▶ [Task statement]: Omit the pictures. Transcribe exactly the lines below, from the one with "Query: person in dark jacket" up to and including the last.

▶ [Exercise input]:

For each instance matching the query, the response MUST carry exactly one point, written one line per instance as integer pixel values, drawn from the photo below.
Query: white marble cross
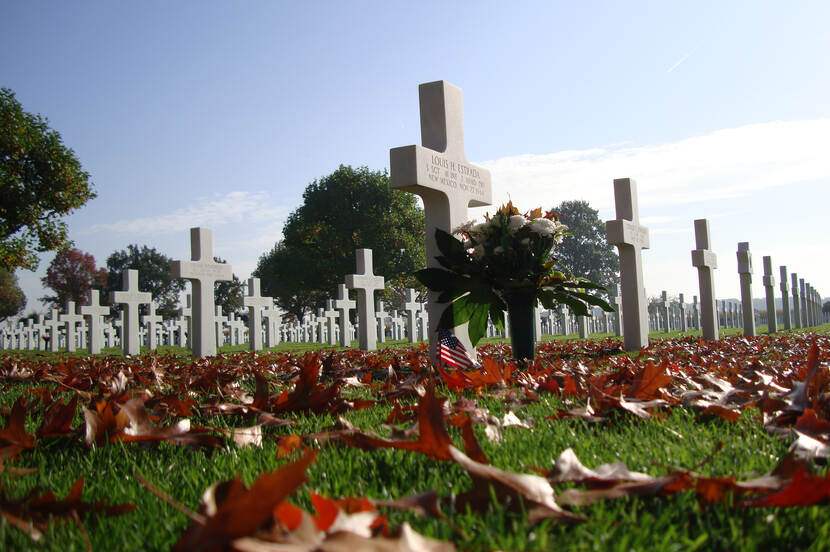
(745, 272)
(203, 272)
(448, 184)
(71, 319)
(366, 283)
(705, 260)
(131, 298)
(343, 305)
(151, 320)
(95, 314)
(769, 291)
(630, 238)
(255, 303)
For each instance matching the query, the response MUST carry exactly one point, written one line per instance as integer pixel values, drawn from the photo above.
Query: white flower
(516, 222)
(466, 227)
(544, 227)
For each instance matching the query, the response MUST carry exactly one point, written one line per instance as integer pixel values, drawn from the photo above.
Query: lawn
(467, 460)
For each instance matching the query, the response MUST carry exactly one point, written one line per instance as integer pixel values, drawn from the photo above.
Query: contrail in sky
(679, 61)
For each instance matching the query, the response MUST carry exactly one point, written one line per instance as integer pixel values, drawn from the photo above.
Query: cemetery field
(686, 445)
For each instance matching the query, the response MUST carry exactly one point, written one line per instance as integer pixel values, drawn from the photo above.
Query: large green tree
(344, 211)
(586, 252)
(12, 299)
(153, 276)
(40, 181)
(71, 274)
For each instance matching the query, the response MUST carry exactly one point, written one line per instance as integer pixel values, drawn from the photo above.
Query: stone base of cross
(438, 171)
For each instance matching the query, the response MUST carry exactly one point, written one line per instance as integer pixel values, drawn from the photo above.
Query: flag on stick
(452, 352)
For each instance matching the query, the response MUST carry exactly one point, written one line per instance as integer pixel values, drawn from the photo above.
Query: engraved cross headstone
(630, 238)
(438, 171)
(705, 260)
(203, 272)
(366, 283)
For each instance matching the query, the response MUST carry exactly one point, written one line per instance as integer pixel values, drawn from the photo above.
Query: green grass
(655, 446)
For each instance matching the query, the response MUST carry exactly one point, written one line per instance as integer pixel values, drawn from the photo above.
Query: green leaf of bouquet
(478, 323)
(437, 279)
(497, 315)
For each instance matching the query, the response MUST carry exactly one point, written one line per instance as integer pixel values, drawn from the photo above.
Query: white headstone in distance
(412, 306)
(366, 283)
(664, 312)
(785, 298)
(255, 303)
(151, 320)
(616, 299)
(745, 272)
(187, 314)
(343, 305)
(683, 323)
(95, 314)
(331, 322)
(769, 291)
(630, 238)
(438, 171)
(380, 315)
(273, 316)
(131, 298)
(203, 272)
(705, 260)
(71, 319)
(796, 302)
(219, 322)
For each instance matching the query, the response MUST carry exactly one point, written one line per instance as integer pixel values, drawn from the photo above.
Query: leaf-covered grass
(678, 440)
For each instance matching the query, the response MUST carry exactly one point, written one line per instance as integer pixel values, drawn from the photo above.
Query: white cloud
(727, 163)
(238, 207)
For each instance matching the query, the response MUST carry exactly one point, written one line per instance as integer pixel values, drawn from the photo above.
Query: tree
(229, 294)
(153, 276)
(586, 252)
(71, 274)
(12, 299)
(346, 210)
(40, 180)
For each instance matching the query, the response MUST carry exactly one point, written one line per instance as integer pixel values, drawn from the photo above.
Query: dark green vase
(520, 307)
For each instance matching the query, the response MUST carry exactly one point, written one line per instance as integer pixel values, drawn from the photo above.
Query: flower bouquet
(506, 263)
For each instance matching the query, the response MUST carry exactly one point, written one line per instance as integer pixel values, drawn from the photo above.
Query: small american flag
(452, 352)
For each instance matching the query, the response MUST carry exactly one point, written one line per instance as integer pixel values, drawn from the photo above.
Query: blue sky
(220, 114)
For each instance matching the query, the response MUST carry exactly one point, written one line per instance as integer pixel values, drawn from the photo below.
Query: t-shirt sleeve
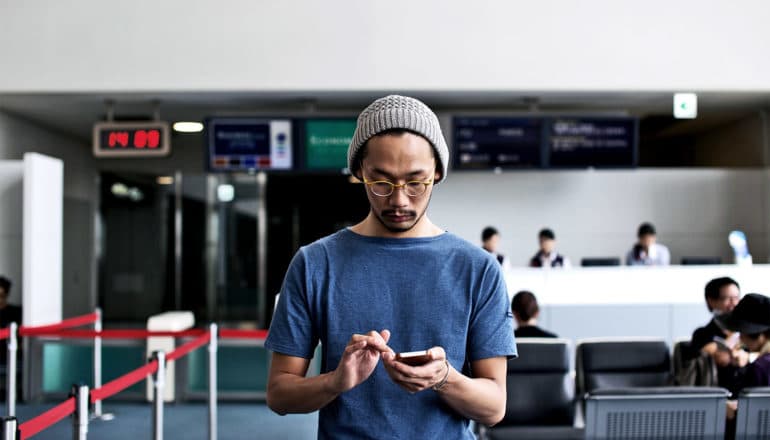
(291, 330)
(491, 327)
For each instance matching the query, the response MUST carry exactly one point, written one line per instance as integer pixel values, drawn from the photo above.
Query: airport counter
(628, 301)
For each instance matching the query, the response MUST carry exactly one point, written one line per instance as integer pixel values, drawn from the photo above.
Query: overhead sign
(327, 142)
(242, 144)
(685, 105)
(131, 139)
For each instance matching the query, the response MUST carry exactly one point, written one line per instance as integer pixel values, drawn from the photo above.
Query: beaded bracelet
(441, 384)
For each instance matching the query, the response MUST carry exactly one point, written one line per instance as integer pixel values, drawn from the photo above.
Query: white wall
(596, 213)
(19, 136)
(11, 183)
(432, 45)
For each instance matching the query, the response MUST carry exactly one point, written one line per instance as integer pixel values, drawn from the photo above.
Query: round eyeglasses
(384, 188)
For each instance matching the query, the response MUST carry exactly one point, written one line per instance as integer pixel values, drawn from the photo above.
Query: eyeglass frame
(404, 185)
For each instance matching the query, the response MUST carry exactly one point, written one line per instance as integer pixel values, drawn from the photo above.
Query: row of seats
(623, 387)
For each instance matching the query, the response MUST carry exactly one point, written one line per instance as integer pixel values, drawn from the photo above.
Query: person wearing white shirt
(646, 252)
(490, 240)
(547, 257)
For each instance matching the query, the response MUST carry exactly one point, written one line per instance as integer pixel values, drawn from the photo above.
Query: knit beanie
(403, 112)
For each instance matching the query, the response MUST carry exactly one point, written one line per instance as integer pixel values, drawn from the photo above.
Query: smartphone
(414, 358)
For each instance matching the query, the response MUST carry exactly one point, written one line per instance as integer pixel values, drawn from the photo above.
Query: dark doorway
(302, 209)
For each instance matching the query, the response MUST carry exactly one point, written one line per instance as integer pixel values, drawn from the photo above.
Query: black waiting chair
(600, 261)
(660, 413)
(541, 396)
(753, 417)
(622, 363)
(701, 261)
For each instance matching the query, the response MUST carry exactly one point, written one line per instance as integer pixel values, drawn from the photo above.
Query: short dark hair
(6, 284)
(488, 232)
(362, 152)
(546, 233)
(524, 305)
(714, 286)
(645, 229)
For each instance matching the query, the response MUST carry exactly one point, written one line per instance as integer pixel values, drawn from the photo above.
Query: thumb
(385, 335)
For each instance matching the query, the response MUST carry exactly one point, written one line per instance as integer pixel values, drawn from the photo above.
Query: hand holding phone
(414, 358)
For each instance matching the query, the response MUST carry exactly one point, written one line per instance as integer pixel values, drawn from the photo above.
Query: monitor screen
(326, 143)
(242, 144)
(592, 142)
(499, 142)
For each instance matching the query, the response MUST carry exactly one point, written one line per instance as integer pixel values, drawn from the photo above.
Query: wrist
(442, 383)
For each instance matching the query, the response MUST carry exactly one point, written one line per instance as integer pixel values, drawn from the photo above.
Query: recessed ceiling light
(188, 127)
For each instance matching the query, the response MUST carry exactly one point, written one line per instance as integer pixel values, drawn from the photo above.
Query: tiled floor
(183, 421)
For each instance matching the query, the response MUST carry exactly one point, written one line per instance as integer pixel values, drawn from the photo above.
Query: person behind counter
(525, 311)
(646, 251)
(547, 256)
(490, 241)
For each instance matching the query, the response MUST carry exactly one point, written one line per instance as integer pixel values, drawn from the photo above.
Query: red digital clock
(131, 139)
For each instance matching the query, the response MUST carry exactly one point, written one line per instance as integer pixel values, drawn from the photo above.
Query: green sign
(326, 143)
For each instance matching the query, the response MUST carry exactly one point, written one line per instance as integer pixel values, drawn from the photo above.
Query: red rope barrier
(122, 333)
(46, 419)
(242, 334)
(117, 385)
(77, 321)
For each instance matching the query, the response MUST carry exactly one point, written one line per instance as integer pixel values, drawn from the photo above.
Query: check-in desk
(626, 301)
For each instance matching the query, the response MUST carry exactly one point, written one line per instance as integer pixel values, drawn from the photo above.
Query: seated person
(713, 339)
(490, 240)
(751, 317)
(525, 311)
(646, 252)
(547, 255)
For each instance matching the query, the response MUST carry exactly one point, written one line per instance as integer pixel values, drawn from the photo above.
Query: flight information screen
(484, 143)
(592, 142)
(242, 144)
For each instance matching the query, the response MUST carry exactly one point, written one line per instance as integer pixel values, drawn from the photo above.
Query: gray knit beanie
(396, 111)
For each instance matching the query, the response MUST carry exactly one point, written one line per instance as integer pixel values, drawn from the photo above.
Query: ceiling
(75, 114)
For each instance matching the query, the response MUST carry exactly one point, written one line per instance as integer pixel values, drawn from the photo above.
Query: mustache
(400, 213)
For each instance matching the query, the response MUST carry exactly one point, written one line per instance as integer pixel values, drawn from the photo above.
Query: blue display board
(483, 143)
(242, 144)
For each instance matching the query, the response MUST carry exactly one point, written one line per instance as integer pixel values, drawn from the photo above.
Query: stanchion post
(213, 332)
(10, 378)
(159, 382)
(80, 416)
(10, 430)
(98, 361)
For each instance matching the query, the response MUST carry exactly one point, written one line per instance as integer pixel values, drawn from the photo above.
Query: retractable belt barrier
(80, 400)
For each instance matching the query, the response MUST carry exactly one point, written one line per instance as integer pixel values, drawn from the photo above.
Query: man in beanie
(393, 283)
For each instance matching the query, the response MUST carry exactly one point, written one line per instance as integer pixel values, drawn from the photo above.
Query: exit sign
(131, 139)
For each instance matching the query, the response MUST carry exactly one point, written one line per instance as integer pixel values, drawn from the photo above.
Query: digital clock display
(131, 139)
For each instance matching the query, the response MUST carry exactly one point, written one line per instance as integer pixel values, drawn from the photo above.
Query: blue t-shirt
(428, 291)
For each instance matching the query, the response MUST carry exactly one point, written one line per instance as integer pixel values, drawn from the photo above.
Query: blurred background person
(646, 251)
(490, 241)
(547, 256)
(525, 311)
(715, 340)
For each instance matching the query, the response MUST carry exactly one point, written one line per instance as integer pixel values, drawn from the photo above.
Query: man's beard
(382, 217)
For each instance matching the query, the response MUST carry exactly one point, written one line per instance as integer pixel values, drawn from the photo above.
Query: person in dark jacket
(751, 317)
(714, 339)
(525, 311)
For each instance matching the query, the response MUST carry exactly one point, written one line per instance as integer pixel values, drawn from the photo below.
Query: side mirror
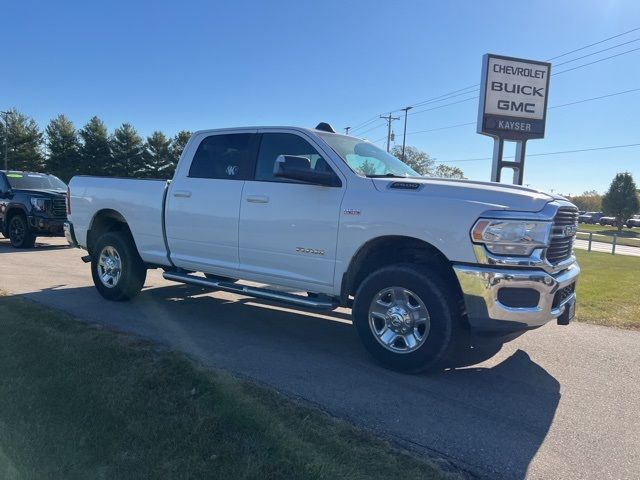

▶ [The completed task]:
Query: person in dark jacket
(751, 317)
(714, 339)
(525, 311)
For each instance matching the query, the response MUST carry exactly one point, written one line per instance as integer pixel values, drawn from the photo below.
Query: side mirror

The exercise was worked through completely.